**Task objective:** Exclude all pictures, then write out exactly the lines below from the first one through the line with "positive clicks: (602, 221)".

**Material for this exercise:**
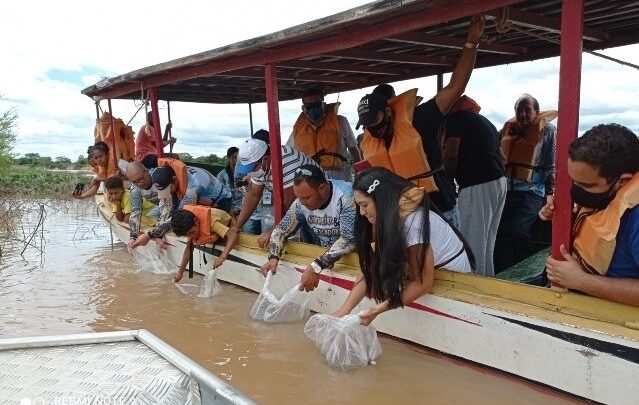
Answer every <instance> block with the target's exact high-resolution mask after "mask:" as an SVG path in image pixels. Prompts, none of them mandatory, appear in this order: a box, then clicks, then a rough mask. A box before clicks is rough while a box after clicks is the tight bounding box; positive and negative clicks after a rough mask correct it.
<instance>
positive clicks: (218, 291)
mask: <svg viewBox="0 0 639 405" xmlns="http://www.w3.org/2000/svg"><path fill="white" fill-rule="evenodd" d="M221 292H222V286H221V285H220V282H219V281H217V272H216V271H215V270H211V271H209V272H208V273H207V274H206V276H205V277H204V281H202V287H200V292H199V293H198V295H197V297H198V298H209V297H212V296H214V295H217V294H219V293H221Z"/></svg>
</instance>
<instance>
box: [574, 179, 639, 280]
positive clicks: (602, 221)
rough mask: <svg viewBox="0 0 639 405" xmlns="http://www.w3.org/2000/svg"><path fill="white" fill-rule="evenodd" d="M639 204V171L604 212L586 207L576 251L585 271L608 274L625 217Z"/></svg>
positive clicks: (578, 229)
mask: <svg viewBox="0 0 639 405" xmlns="http://www.w3.org/2000/svg"><path fill="white" fill-rule="evenodd" d="M637 205H639V173H635V175H634V176H633V177H632V179H630V181H629V182H628V183H626V184H624V186H623V187H621V188H620V189H619V191H617V195H615V198H614V199H613V200H612V201H611V202H610V204H608V206H607V207H606V208H605V209H603V210H600V211H597V210H591V209H584V208H582V209H581V211H579V214H578V215H577V219H576V220H575V224H574V226H573V235H574V242H573V249H572V254H573V256H574V257H575V258H576V259H577V261H578V262H579V263H580V264H581V265H582V267H583V268H584V270H585V271H587V272H589V273H592V274H597V273H598V274H601V275H605V274H606V272H608V268H609V267H610V261H611V260H612V255H613V253H614V252H615V247H616V245H617V232H619V226H620V224H621V216H622V215H623V214H624V213H625V212H626V211H627V210H629V209H631V208H633V207H635V206H637Z"/></svg>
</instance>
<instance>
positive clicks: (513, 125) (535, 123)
mask: <svg viewBox="0 0 639 405" xmlns="http://www.w3.org/2000/svg"><path fill="white" fill-rule="evenodd" d="M557 115H558V112H557V111H552V110H551V111H542V112H540V113H539V114H538V115H537V117H536V118H535V120H534V121H533V123H532V125H530V126H529V127H528V129H526V133H525V134H524V136H521V137H520V136H518V134H513V131H514V130H515V128H516V125H517V118H516V117H513V118H511V119H509V120H508V121H506V123H505V124H504V127H503V128H502V130H501V136H502V138H501V149H502V151H503V152H504V156H505V157H506V177H508V178H515V179H518V180H522V181H530V180H531V179H532V175H533V173H534V172H535V170H536V169H538V168H537V167H535V165H534V164H535V160H536V159H537V153H536V152H537V150H538V149H537V144H538V143H539V141H540V140H541V137H542V136H543V135H544V128H545V127H546V124H548V123H549V122H550V121H552V120H554V119H555V118H557ZM548 169H549V168H548Z"/></svg>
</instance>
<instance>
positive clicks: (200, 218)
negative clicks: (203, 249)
mask: <svg viewBox="0 0 639 405" xmlns="http://www.w3.org/2000/svg"><path fill="white" fill-rule="evenodd" d="M184 209H185V210H187V211H191V212H192V213H193V214H194V215H195V217H196V218H197V223H198V226H197V227H198V236H197V238H195V239H191V242H193V243H194V244H196V245H206V244H208V243H213V242H214V241H217V239H219V238H216V237H215V236H213V234H211V207H207V206H204V205H192V204H187V205H185V206H184Z"/></svg>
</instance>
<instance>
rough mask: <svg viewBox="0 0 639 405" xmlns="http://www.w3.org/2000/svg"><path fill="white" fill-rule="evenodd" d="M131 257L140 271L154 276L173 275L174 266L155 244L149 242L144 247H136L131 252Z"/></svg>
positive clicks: (159, 247) (161, 250)
mask: <svg viewBox="0 0 639 405" xmlns="http://www.w3.org/2000/svg"><path fill="white" fill-rule="evenodd" d="M133 257H134V258H135V261H136V262H137V263H138V266H139V268H140V269H142V270H144V271H150V272H152V273H156V274H173V273H174V272H175V270H176V269H175V268H174V266H173V265H172V264H171V263H170V261H169V258H168V257H166V254H165V252H163V251H162V248H161V247H159V246H158V244H157V243H155V242H153V241H151V242H149V243H147V244H146V246H138V247H137V248H135V249H134V250H133Z"/></svg>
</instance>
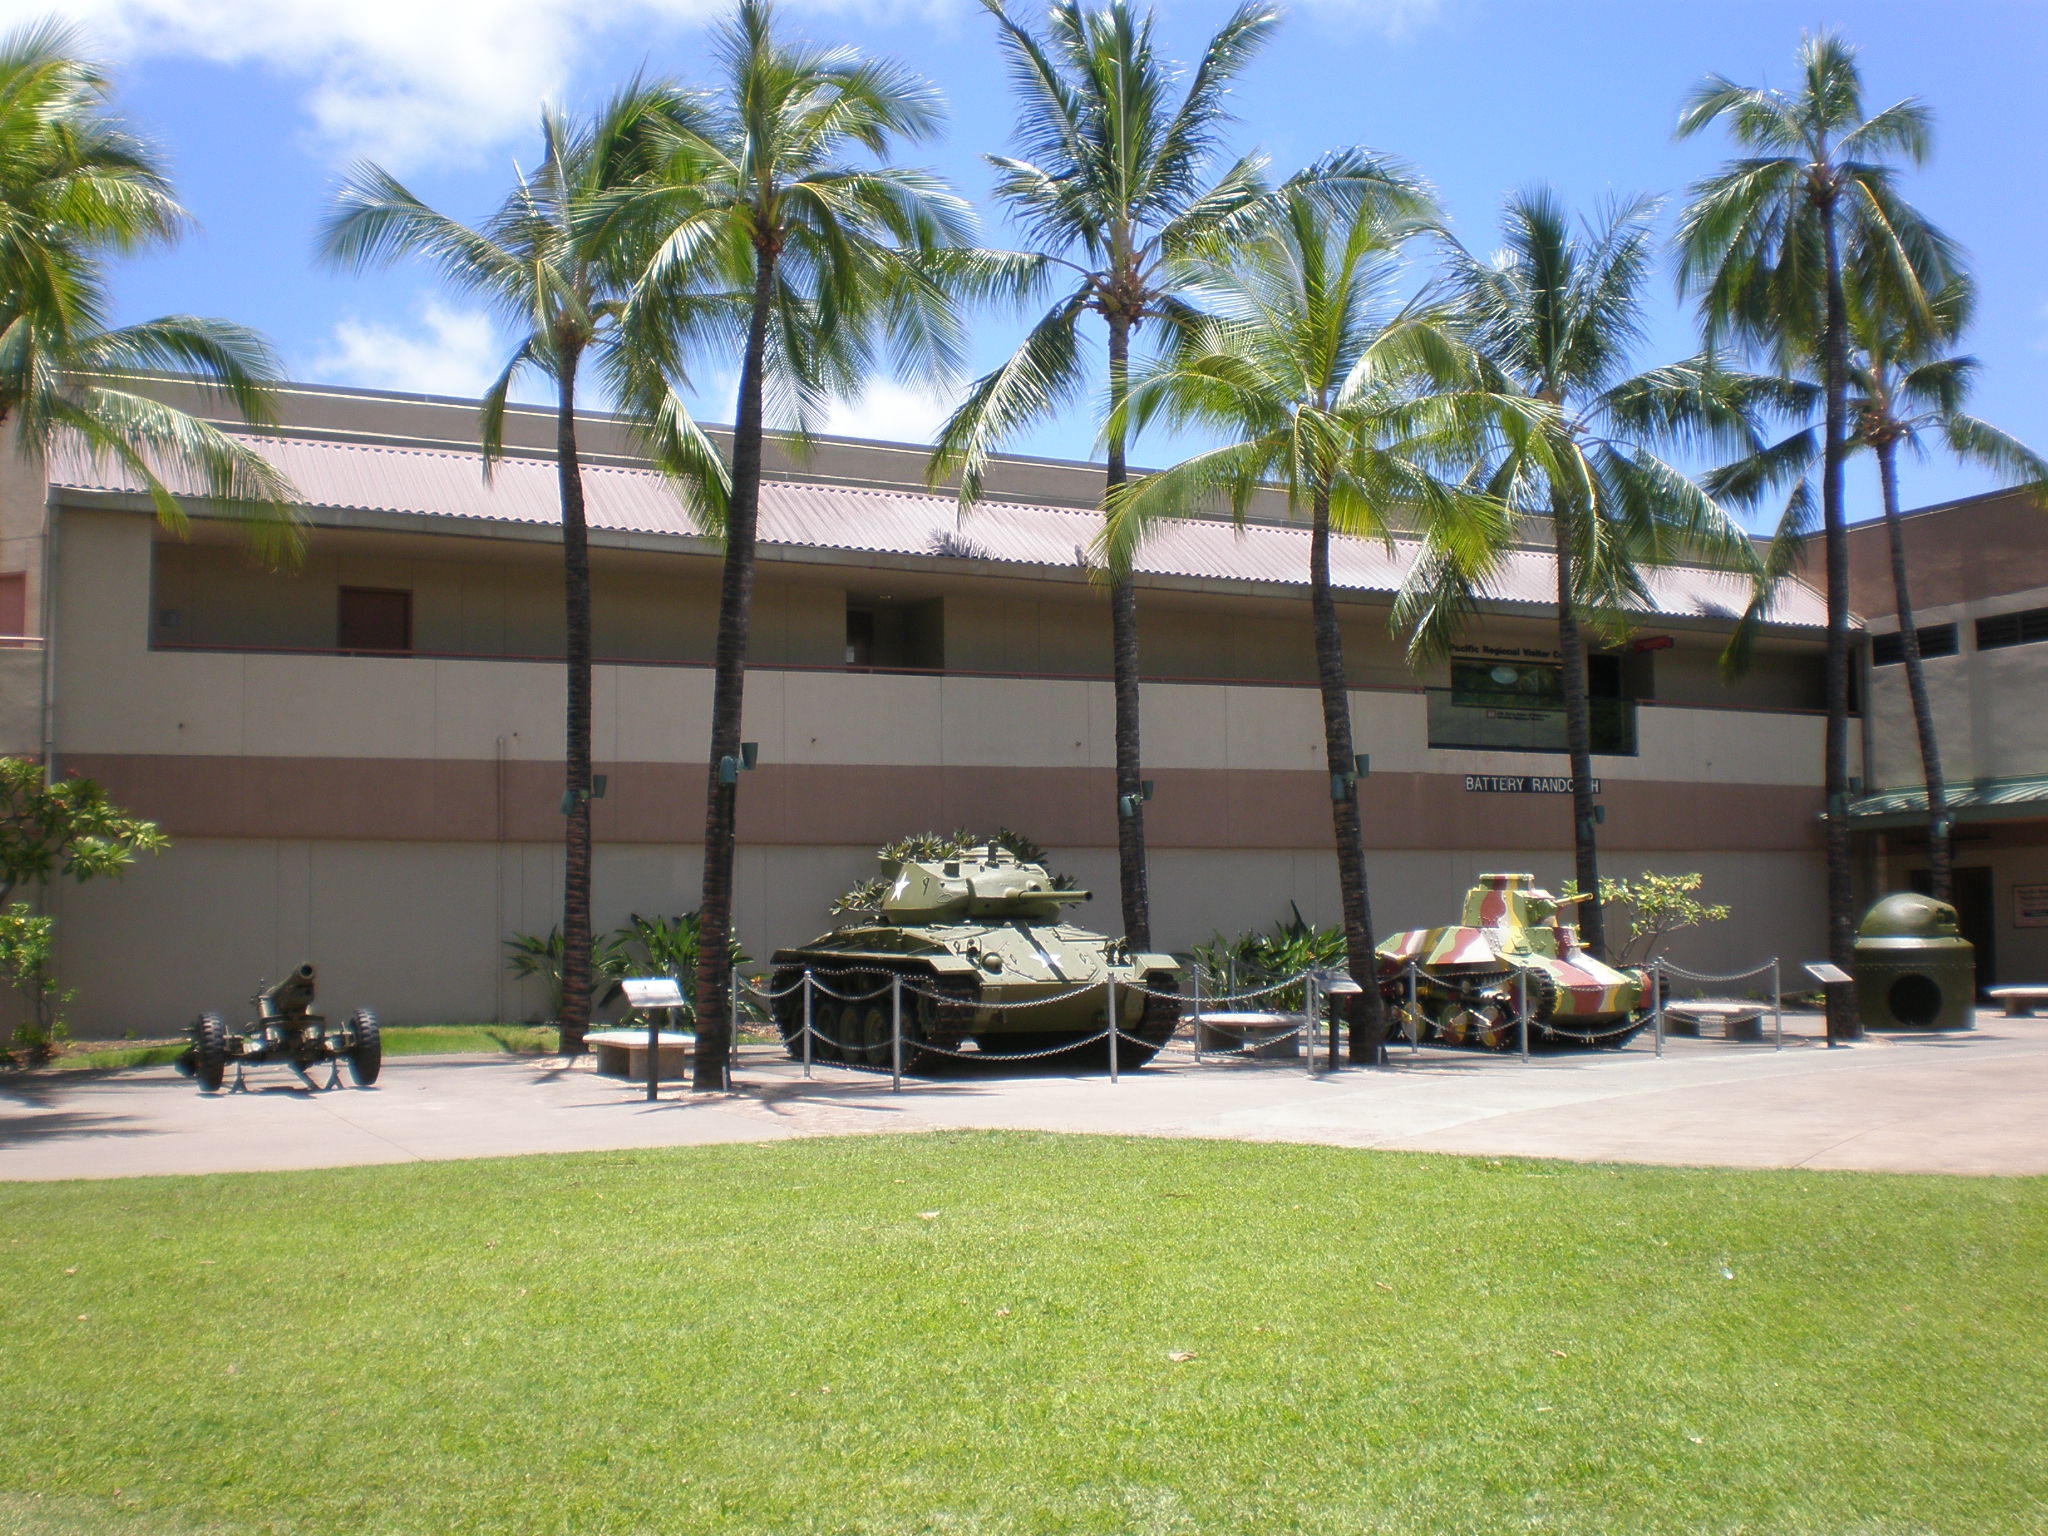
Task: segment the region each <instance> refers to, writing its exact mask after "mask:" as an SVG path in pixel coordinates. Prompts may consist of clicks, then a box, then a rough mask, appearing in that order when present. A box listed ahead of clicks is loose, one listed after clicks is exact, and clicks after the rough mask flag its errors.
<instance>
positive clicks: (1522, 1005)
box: [1516, 971, 1530, 1063]
mask: <svg viewBox="0 0 2048 1536" xmlns="http://www.w3.org/2000/svg"><path fill="white" fill-rule="evenodd" d="M1516 1028H1518V1030H1520V1032H1522V1061H1524V1063H1526V1061H1528V1059H1530V973H1528V971H1516Z"/></svg>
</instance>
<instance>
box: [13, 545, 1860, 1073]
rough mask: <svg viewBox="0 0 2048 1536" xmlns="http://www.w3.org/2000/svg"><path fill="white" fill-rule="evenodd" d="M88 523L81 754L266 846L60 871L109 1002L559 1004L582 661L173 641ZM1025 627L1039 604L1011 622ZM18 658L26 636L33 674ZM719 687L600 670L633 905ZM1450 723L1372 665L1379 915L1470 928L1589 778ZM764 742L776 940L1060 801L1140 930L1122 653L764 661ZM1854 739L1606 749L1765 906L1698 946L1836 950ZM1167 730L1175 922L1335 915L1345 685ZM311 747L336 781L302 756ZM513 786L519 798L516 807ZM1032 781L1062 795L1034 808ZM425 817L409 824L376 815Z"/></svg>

**Result of the task:**
Answer every <instance> block with the target's exact high-resolution mask after "mask:" as an SVG path in image pixels. Prompts, none of them mandatory, appear in this order: a box, then clicks, then a rough mask. A box before clicks is rough while a box after clicks is the tight bounding box; positive and negative clicks after a rough mask correct it.
<instance>
positive clicks: (218, 291)
mask: <svg viewBox="0 0 639 405" xmlns="http://www.w3.org/2000/svg"><path fill="white" fill-rule="evenodd" d="M221 292H222V286H221V285H220V282H219V281H217V272H216V271H215V270H211V271H209V272H208V273H207V274H206V276H205V277H204V281H202V287H200V292H199V293H198V295H197V297H198V298H209V297H212V296H214V295H217V294H219V293H221Z"/></svg>
</instance>
<instance>
box: [574, 179, 639, 280]
positive clicks: (602, 221)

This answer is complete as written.